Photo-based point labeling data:
----
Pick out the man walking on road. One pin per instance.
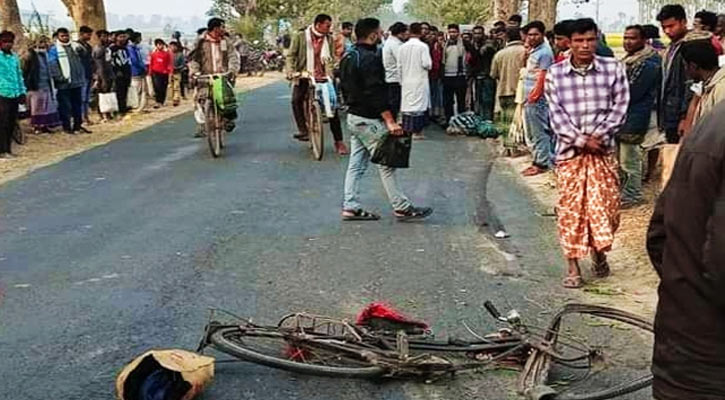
(12, 92)
(85, 52)
(398, 35)
(121, 62)
(540, 137)
(139, 91)
(103, 69)
(414, 62)
(644, 71)
(506, 69)
(585, 125)
(370, 121)
(454, 73)
(312, 52)
(69, 77)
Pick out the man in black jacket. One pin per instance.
(370, 121)
(686, 243)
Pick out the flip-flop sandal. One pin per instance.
(600, 268)
(360, 215)
(413, 214)
(572, 282)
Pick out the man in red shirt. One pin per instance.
(161, 67)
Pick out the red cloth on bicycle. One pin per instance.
(383, 311)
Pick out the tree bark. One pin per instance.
(544, 11)
(503, 9)
(91, 13)
(10, 19)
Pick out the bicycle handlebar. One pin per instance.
(492, 309)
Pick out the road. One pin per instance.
(123, 248)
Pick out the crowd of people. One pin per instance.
(58, 79)
(585, 115)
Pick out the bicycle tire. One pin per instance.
(317, 131)
(220, 341)
(19, 135)
(213, 134)
(538, 366)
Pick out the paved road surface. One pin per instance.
(123, 248)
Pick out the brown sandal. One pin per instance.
(572, 282)
(600, 266)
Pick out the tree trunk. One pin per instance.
(91, 13)
(503, 9)
(544, 11)
(10, 19)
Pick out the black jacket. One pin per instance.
(686, 243)
(675, 95)
(363, 81)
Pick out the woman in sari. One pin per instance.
(41, 94)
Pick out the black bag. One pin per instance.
(394, 152)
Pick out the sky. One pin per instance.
(188, 8)
(174, 8)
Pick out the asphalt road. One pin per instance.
(123, 248)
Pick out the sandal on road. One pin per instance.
(600, 266)
(572, 282)
(413, 213)
(359, 215)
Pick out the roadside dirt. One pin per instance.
(48, 149)
(633, 283)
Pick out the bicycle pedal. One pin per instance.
(402, 345)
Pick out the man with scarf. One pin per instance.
(644, 72)
(454, 73)
(312, 52)
(482, 52)
(69, 77)
(121, 62)
(588, 98)
(214, 53)
(12, 92)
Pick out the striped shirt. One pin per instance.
(586, 103)
(12, 84)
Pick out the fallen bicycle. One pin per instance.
(382, 343)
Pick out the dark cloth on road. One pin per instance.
(8, 119)
(686, 243)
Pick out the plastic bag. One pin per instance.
(165, 375)
(107, 103)
(393, 152)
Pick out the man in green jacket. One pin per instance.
(312, 53)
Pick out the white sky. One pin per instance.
(174, 8)
(188, 8)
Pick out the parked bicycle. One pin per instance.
(313, 116)
(558, 362)
(213, 124)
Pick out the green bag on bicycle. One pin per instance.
(225, 98)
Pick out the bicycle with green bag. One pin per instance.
(218, 106)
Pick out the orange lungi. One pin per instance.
(588, 207)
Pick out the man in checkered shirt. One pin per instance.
(588, 98)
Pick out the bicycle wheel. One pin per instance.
(317, 141)
(213, 132)
(19, 135)
(275, 348)
(597, 353)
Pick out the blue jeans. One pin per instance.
(70, 106)
(540, 138)
(365, 135)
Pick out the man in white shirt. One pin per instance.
(414, 62)
(398, 35)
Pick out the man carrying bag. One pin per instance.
(371, 123)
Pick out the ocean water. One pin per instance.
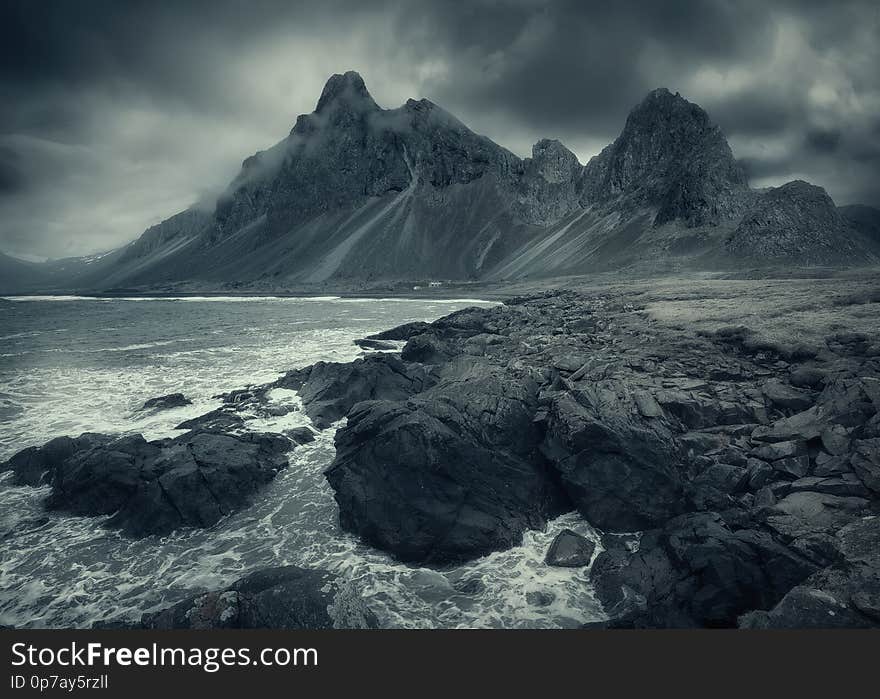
(70, 365)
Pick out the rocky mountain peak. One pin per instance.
(346, 89)
(553, 161)
(670, 156)
(797, 222)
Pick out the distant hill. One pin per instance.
(359, 194)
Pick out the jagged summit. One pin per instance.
(358, 194)
(670, 156)
(798, 222)
(347, 89)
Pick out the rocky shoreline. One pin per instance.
(744, 472)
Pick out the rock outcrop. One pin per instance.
(739, 459)
(273, 598)
(152, 487)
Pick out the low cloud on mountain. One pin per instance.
(118, 115)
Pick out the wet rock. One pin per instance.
(369, 344)
(172, 400)
(570, 550)
(154, 487)
(329, 389)
(695, 572)
(219, 420)
(448, 475)
(274, 598)
(540, 598)
(402, 332)
(846, 485)
(300, 435)
(35, 466)
(621, 472)
(865, 462)
(426, 349)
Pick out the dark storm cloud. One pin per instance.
(116, 114)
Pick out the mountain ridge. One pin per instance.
(358, 194)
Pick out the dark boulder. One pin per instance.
(367, 343)
(219, 420)
(450, 474)
(426, 349)
(329, 389)
(275, 598)
(172, 400)
(621, 470)
(844, 595)
(695, 572)
(36, 465)
(570, 550)
(300, 435)
(153, 487)
(402, 332)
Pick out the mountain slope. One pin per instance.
(357, 194)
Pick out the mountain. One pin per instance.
(357, 194)
(18, 275)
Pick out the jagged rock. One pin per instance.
(803, 513)
(696, 571)
(448, 475)
(570, 550)
(367, 343)
(620, 471)
(786, 397)
(845, 595)
(153, 487)
(329, 389)
(300, 435)
(35, 466)
(274, 598)
(402, 332)
(219, 420)
(865, 462)
(172, 400)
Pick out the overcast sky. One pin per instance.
(116, 115)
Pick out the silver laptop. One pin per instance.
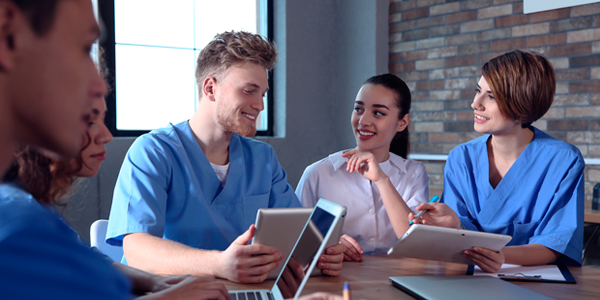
(462, 287)
(281, 227)
(305, 255)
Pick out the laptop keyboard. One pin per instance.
(249, 295)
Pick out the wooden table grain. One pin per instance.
(369, 279)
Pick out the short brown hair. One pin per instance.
(523, 83)
(41, 13)
(234, 47)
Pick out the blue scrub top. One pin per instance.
(41, 257)
(167, 187)
(539, 200)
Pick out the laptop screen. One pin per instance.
(307, 248)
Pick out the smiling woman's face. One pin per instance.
(375, 119)
(98, 135)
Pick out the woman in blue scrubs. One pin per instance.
(514, 180)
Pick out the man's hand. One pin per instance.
(354, 251)
(245, 263)
(331, 262)
(488, 260)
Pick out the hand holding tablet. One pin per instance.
(445, 244)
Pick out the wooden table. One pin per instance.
(369, 279)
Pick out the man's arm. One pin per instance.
(240, 262)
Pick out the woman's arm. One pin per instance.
(366, 165)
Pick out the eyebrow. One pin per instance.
(374, 105)
(488, 91)
(256, 86)
(381, 106)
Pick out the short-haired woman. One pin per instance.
(516, 179)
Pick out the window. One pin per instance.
(151, 49)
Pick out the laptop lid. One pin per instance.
(307, 250)
(462, 287)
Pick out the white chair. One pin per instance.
(97, 239)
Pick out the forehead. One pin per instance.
(247, 73)
(483, 83)
(75, 19)
(371, 94)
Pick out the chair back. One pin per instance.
(98, 240)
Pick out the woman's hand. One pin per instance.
(487, 260)
(438, 214)
(354, 251)
(365, 164)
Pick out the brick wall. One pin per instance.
(438, 46)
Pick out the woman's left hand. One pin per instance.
(487, 260)
(364, 163)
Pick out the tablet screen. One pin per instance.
(306, 249)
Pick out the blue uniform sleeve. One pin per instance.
(282, 194)
(561, 228)
(40, 258)
(457, 189)
(140, 195)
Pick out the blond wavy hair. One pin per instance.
(233, 48)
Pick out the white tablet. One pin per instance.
(444, 244)
(281, 227)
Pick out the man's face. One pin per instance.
(55, 80)
(239, 96)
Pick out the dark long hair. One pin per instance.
(46, 179)
(400, 143)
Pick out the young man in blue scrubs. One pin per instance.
(187, 195)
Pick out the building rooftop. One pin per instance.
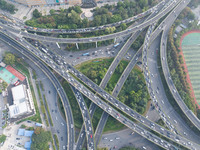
(18, 93)
(18, 109)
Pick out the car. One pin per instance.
(144, 147)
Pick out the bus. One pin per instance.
(116, 45)
(58, 45)
(86, 54)
(43, 50)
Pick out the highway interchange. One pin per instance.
(113, 104)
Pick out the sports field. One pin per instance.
(191, 50)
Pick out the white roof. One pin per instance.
----
Set task:
Using the material above, set down every line exactly, but skip the pictures.

The completed task:
Pick out the man walking on road. One pin per instance.
(12, 92)
(85, 52)
(398, 35)
(121, 62)
(540, 137)
(139, 91)
(103, 69)
(414, 62)
(644, 71)
(506, 69)
(585, 125)
(370, 121)
(454, 73)
(312, 52)
(69, 77)
Pick out the man in black jacket. One pin per instance.
(370, 121)
(686, 243)
Pick out the flip-flop sandal. One pin per instance.
(600, 268)
(360, 215)
(413, 214)
(572, 282)
Pick out the man in red shirt. One pin per instance.
(161, 67)
Pick out the red cloth on bicycle. One pin per instance.
(383, 311)
Pick out the tree bark. One pin per instance.
(544, 11)
(503, 9)
(91, 13)
(10, 19)
Pick out the bicycle handlebar. One pin per instance.
(492, 309)
Pick out the road. One pin per instance.
(123, 248)
Pick out the crowd of people. One pin per instance.
(58, 79)
(585, 115)
Pick out the bicycle tire. One pin per instance.
(317, 131)
(220, 341)
(19, 135)
(213, 134)
(538, 366)
Pick out the paved road surface. One pin per instance.
(123, 248)
Pick out the brown sandal. One pin per instance.
(572, 282)
(600, 266)
Pick out the tree trunk. One pin per instance.
(91, 13)
(503, 9)
(544, 11)
(10, 19)
Pick out the black jacket. One pin per instance.
(686, 243)
(675, 95)
(363, 81)
Pick out the woman in sari. One pin per instance.
(41, 94)
Pick out the black bag. One pin per instance.
(394, 152)
Pick out the sky. One pin per instance.
(188, 8)
(174, 8)
Pick out the asphalt road. One pin per instance.
(123, 248)
Pick out the sandal on road. One pin per instance.
(600, 266)
(572, 282)
(413, 213)
(359, 215)
Pick out the roadside dirt. One pin per instance.
(48, 149)
(633, 283)
Pick out the bicycle pedal. One pin per instance.
(402, 345)
Pick out the man with scarf. One pin per instance.
(644, 72)
(454, 73)
(312, 52)
(482, 52)
(69, 77)
(121, 62)
(588, 98)
(214, 53)
(12, 92)
Pick out the striped shirt. One pin per instance.
(586, 103)
(12, 84)
Pick out the fallen bicycle. One pin per instance.
(382, 343)
Pick out the dark cloth on road. One pin per instance.
(8, 119)
(686, 243)
Pick out the plastic bag. One pin per instance.
(165, 375)
(107, 103)
(393, 152)
Pick out the man in green jacket. One pin per instance.
(312, 53)
Pick out the white sky. One pin per instance.
(174, 8)
(188, 8)
Pick out the parked bicycle. One pin per instance.
(313, 116)
(558, 362)
(213, 124)
Pick out the green bag on bicycle. One pin per instance.
(225, 98)
Pick out the bicycle with green bag. One pin per instance.
(218, 106)
Pick out the orange lungi. One pin per instance.
(588, 207)
Pick out the man in checkered shirt. One pin per instance.
(588, 98)
Pick out the bicycle wheel. One pin per instance.
(317, 141)
(213, 132)
(19, 135)
(275, 348)
(597, 353)
Pick out the blue jeans. One pin per instance.
(70, 106)
(540, 138)
(365, 135)
Pick out the man in white shirt. One pin per instance.
(414, 62)
(398, 35)
Pick out the man carrying bag. One pin per instance.
(371, 123)
Pick out the ocean water. One pin per instance.
(70, 365)
Pick out the rocky mountain peak. One pin per instance.
(346, 89)
(553, 161)
(670, 156)
(797, 222)
Pick out the distant hill. One pin per instance.
(359, 194)
Pick out the jagged summit. One pin per instance.
(358, 194)
(670, 156)
(798, 222)
(347, 89)
Pick out the rocky shoreline. One pin per instance.
(744, 472)
Pick out the rock outcrop. One pin per instance.
(739, 459)
(273, 598)
(152, 487)
Pick out the low cloud on mountain. One pin per instance.
(118, 115)
Pick out the wet rock. One pin per instance.
(369, 344)
(172, 400)
(570, 550)
(154, 487)
(329, 389)
(695, 572)
(219, 420)
(448, 475)
(274, 598)
(540, 598)
(402, 332)
(846, 485)
(300, 435)
(35, 466)
(621, 472)
(865, 462)
(426, 349)
Pick out the dark storm cloud. One pin per instance.
(116, 114)
Pick out the mountain ridge. One pin per instance.
(358, 194)
Pick out the dark boulder. One pin per instance.
(367, 343)
(219, 420)
(450, 474)
(426, 349)
(329, 389)
(275, 598)
(172, 400)
(621, 470)
(844, 595)
(695, 572)
(36, 465)
(570, 550)
(300, 435)
(153, 487)
(402, 332)
Pick out the mountain slope. One pin per instance.
(357, 194)
Pick out the mountain. One pin per instance.
(357, 194)
(18, 275)
Pick out the jagged rock. One pin per instance.
(803, 513)
(696, 571)
(448, 475)
(570, 550)
(367, 343)
(620, 471)
(786, 397)
(845, 595)
(153, 487)
(329, 389)
(300, 435)
(35, 466)
(274, 598)
(402, 332)
(219, 420)
(865, 462)
(172, 400)
Pick out the overcast sky. One pin per instance.
(116, 115)
Pick out the silver laptop. One pin per instance.
(462, 287)
(281, 227)
(305, 255)
Pick out the laptop keyboard. One pin per instance.
(249, 295)
Pick out the wooden table grain. One pin per instance.
(369, 279)
Pick out the short brown hair. One pin per instance.
(523, 83)
(41, 13)
(234, 47)
Pick out the blue scrub top. One pin per instance.
(41, 257)
(167, 187)
(539, 200)
Pick out the laptop screen. One pin per instance.
(307, 248)
Pick out the smiling woman's face. One pin per instance.
(375, 119)
(98, 135)
Pick out the woman in blue scrubs. One pin per instance.
(514, 180)
Pick out the man's hand. One pin per instance.
(354, 251)
(245, 263)
(331, 262)
(488, 260)
Pick out the hand holding tablet. One pin per instance.
(445, 244)
Pick out the wooden table. One pin per instance.
(369, 279)
Pick out the man's arm. One pin per instance.
(240, 262)
Pick out the woman's arm. One pin per instance.
(366, 165)
Pick out the eyebrow. One pin per instance.
(374, 105)
(488, 91)
(256, 86)
(381, 106)
Pick out the short-haired woman. One pin per instance.
(516, 179)
Pick out the window. One pin per instance.
(151, 49)
Pick out the laptop lid. One pin per instance.
(307, 250)
(462, 287)
Pick out the white chair. One pin per instance.
(97, 239)
Pick out the forehead. One pin per instance.
(247, 73)
(483, 83)
(75, 19)
(371, 94)
Pick out the chair back. One pin per instance.
(98, 240)
Pick out the woman's hand. One pin per instance.
(487, 260)
(438, 214)
(354, 251)
(365, 164)
Pick out the brick wall. One pin per instance.
(438, 46)
Pick out the woman's left hand. One pin per instance.
(487, 260)
(364, 163)
Pick out the tablet screen. One pin per instance.
(306, 249)
Pick out the blue uniform sleeve. One pin per instance.
(282, 194)
(561, 228)
(40, 258)
(457, 189)
(140, 195)
Pick out the blond wavy hair. One pin per instance.
(233, 48)
Pick out the white tablet. One pin per instance.
(444, 244)
(281, 227)
Pick out the man's face. One pin per instance.
(55, 80)
(239, 96)
Pick out the dark long hair. One pin per instance.
(46, 179)
(400, 143)
Pick out the young man in blue scrubs. One pin per instance.
(187, 195)
Pick out the building rooftop. One pin per instance.
(18, 93)
(18, 109)
Pick out the car. One pin per instance.
(144, 147)
Pick out the bus. One pin per instance.
(116, 45)
(58, 45)
(86, 54)
(43, 50)
Pick out the highway interchange. One pin per instance.
(113, 104)
Pick out the sports field. One pin per instance.
(191, 50)
Pick out the white roof. One pin per instance.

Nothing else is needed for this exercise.